[The task]: Return the records below word for word, from the line with "Locate one point per instance of the gull in" up to and including the line with "[(303, 102)]", leaving the pictures out of your answer.

(Object location annotation data)

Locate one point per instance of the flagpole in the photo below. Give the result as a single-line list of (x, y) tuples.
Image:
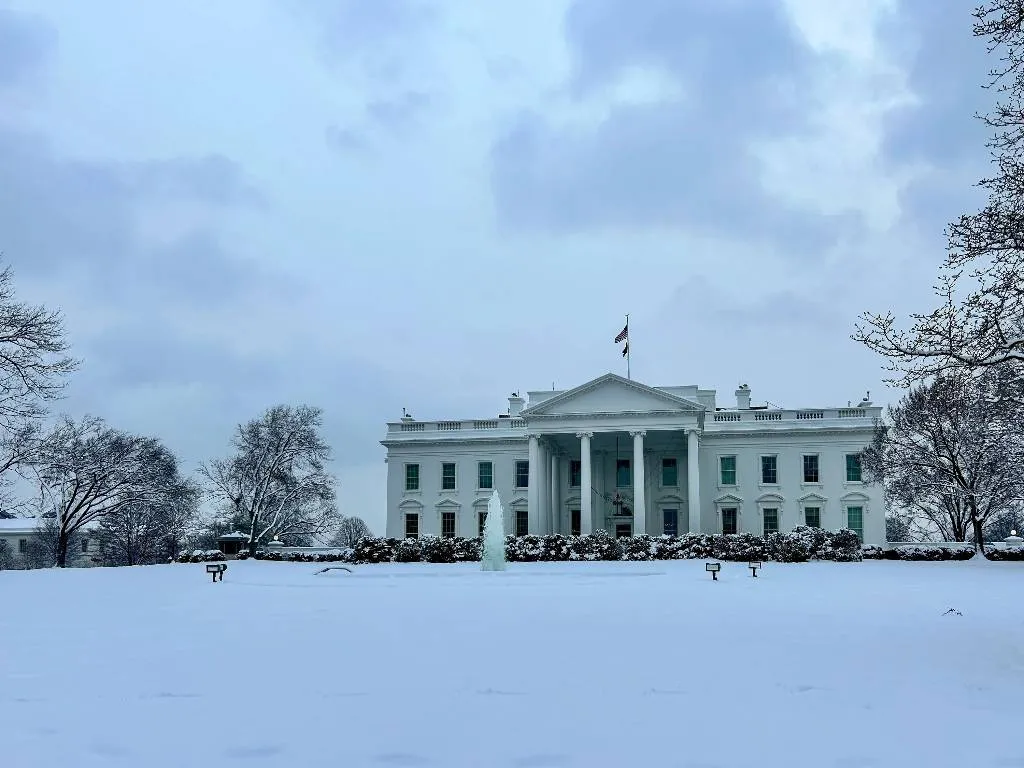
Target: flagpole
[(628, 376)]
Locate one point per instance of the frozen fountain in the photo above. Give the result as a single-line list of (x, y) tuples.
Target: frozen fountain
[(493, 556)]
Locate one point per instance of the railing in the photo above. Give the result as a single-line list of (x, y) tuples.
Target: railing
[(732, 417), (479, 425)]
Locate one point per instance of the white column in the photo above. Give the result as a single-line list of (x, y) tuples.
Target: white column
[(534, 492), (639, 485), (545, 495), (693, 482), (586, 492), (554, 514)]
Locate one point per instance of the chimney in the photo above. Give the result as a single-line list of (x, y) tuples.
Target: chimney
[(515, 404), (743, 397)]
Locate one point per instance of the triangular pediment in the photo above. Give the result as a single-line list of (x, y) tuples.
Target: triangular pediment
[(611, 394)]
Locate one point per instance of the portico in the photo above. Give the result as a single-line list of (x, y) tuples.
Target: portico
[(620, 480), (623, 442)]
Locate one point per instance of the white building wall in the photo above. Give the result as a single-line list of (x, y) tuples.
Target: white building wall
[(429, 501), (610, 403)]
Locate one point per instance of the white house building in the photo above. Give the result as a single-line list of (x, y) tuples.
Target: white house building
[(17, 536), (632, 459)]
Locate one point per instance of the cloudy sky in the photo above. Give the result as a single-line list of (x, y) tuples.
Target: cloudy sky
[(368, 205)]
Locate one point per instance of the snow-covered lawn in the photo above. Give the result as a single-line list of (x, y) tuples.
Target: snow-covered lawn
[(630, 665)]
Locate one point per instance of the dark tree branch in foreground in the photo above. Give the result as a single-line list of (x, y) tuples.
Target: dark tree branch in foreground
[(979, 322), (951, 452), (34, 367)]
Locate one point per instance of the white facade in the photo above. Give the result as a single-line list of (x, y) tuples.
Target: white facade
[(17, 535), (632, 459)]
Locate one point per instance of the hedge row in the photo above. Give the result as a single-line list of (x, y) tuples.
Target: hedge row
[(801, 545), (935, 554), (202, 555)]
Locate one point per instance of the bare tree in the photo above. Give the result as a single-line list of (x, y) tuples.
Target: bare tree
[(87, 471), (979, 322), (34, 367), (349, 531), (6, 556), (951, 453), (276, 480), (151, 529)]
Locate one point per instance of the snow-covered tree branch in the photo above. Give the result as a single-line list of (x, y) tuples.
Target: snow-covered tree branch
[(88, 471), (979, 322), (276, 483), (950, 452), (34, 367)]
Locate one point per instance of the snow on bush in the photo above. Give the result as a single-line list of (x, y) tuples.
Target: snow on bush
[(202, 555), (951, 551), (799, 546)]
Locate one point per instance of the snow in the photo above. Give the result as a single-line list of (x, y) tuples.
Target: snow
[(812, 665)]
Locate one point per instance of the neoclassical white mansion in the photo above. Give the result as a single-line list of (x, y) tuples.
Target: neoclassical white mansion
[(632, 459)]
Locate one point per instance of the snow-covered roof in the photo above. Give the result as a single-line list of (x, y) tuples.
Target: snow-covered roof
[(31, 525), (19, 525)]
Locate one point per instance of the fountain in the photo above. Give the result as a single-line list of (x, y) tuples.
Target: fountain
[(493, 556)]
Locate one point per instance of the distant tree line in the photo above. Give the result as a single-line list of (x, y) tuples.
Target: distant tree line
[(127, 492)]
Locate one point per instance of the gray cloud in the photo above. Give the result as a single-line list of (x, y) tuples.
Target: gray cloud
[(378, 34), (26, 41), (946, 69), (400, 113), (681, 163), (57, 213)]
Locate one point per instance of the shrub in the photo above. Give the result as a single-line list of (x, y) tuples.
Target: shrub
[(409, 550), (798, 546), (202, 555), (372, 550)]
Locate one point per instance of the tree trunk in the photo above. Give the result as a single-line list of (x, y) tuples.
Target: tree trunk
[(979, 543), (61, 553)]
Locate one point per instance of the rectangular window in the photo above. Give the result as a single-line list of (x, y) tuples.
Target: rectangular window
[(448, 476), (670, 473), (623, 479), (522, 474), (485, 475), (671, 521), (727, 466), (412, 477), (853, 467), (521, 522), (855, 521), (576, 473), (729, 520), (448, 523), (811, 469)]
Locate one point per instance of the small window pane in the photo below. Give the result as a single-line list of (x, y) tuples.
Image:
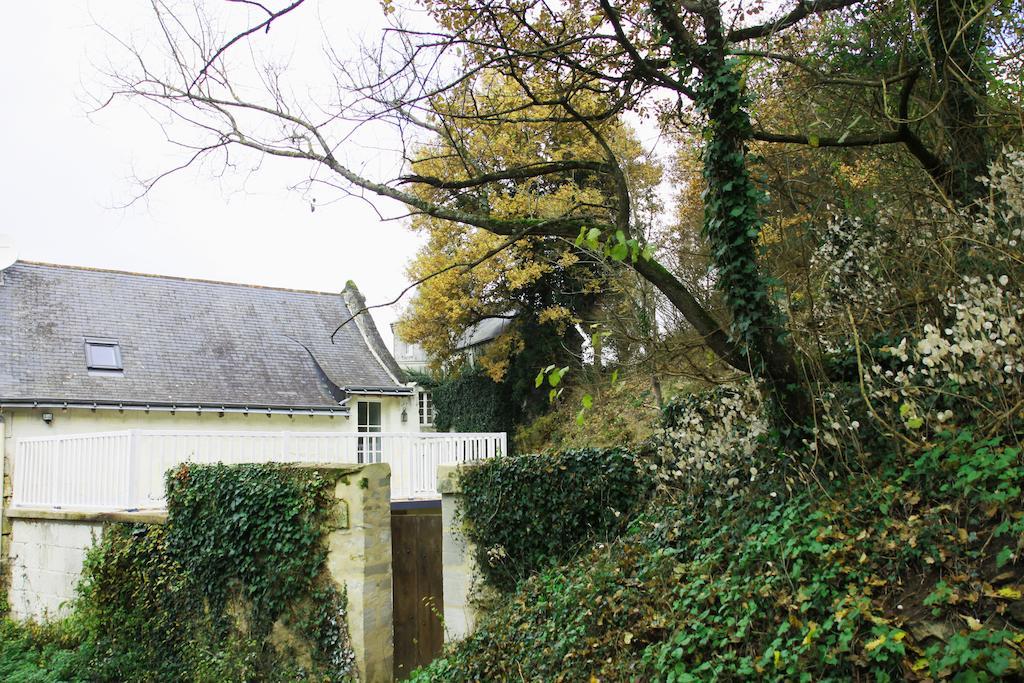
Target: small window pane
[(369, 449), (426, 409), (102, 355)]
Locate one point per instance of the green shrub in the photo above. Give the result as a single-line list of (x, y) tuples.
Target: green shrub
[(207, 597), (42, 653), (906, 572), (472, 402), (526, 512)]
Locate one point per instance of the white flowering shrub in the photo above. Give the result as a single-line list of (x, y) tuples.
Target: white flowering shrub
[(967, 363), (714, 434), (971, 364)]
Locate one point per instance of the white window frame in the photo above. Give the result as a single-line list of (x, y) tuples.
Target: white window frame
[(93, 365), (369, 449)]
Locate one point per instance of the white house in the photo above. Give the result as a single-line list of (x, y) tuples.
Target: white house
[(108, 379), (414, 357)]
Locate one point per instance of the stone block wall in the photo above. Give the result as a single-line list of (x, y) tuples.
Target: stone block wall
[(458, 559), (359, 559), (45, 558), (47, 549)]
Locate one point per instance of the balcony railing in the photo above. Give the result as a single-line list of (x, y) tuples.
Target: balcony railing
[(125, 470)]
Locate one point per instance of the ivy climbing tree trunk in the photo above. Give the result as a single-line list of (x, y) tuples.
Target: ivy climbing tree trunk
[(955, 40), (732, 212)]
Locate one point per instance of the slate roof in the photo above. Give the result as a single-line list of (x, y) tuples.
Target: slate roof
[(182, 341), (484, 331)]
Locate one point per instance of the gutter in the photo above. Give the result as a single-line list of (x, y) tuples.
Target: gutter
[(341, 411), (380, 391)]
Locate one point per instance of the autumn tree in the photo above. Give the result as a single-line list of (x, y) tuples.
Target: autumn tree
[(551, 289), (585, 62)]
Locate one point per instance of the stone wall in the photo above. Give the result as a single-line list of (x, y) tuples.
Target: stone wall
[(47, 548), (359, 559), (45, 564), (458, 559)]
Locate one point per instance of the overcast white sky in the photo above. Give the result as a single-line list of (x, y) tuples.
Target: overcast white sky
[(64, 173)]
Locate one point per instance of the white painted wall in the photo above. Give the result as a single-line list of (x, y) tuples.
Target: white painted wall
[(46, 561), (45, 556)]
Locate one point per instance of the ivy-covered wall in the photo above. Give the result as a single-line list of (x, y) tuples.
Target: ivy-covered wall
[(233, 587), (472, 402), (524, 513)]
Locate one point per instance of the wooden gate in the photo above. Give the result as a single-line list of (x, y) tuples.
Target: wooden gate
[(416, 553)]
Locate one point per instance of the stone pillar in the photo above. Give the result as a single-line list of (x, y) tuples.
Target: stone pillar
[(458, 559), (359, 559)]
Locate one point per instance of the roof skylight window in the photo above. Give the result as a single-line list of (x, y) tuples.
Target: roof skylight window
---
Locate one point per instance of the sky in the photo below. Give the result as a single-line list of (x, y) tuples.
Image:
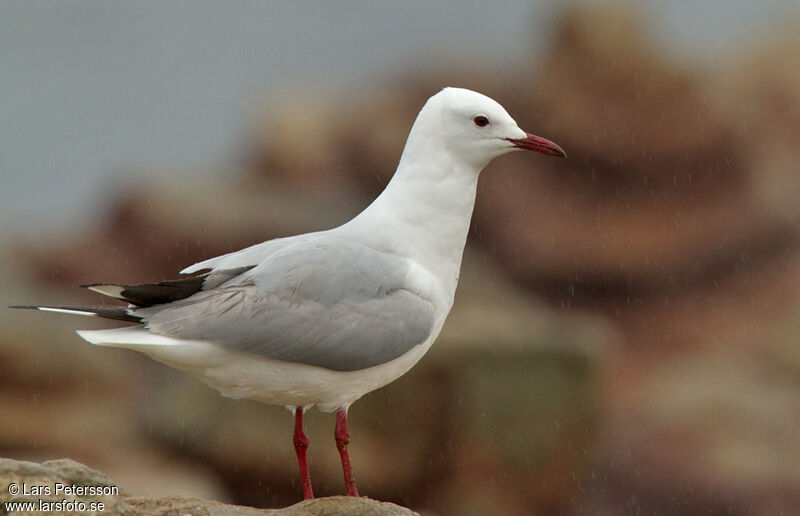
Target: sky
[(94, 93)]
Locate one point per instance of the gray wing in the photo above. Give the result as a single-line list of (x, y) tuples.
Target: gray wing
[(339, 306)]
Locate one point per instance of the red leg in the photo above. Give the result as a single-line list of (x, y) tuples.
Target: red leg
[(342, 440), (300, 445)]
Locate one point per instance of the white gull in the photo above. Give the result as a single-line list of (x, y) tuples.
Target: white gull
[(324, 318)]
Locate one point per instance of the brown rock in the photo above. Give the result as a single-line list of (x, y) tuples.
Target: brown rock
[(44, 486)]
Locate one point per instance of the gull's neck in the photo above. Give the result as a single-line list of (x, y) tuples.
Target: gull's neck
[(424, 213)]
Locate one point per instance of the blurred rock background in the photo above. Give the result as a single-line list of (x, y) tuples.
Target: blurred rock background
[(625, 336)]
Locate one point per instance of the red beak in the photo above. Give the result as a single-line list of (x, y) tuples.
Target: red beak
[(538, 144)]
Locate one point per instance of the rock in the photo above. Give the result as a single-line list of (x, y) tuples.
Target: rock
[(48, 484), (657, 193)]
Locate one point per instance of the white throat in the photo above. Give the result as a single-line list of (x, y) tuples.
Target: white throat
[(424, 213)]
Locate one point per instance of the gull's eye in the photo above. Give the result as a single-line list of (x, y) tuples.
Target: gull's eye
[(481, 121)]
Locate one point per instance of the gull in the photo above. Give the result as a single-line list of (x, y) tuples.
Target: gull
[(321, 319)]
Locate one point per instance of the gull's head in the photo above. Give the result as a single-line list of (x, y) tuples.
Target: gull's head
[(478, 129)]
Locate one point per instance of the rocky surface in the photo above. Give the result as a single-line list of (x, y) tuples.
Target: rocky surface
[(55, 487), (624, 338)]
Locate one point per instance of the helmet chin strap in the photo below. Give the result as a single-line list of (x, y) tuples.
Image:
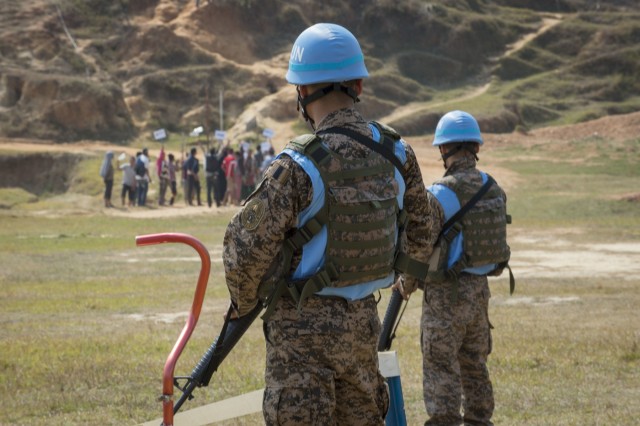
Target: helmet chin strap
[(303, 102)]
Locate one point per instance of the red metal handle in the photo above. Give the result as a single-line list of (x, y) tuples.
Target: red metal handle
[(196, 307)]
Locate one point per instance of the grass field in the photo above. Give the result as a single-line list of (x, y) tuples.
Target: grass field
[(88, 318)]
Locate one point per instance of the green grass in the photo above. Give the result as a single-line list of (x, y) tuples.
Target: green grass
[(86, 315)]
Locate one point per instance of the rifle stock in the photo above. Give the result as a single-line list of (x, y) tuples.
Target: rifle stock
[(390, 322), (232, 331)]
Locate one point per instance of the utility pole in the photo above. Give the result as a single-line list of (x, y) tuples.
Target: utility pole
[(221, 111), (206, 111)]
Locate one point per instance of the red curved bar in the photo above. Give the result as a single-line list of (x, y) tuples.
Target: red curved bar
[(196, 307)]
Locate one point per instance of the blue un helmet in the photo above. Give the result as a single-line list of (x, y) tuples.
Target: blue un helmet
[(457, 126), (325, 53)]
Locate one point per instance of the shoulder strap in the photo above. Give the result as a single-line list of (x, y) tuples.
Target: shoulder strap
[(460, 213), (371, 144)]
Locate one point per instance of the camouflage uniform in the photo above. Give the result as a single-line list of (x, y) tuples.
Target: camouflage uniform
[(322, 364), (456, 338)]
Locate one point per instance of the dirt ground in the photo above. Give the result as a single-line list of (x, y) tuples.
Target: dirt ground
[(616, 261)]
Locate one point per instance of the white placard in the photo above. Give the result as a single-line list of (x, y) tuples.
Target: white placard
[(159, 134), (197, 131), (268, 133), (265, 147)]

[Result of the exercise]:
Locate one point per instance of the gull in the photo above. Give the result as a single-line list of (x, y) tuples.
Target: gull
[(321, 319)]
Locate one point per instance of the gull's head in the photo above. Give the result as a single-line list of (x, y) tuples.
Target: gull's head
[(478, 129)]
Locate one point per instance of the rocky surface in the photo above. Give the result as a single-line list of (x, y) tuples.
Target: rocky surface
[(55, 487), (624, 338)]
Locate one point per instance of the helmet chin strap in the photo below. Give the result as a single-line list of (x, y) tuples.
Image:
Target: helmet chin strap
[(303, 102)]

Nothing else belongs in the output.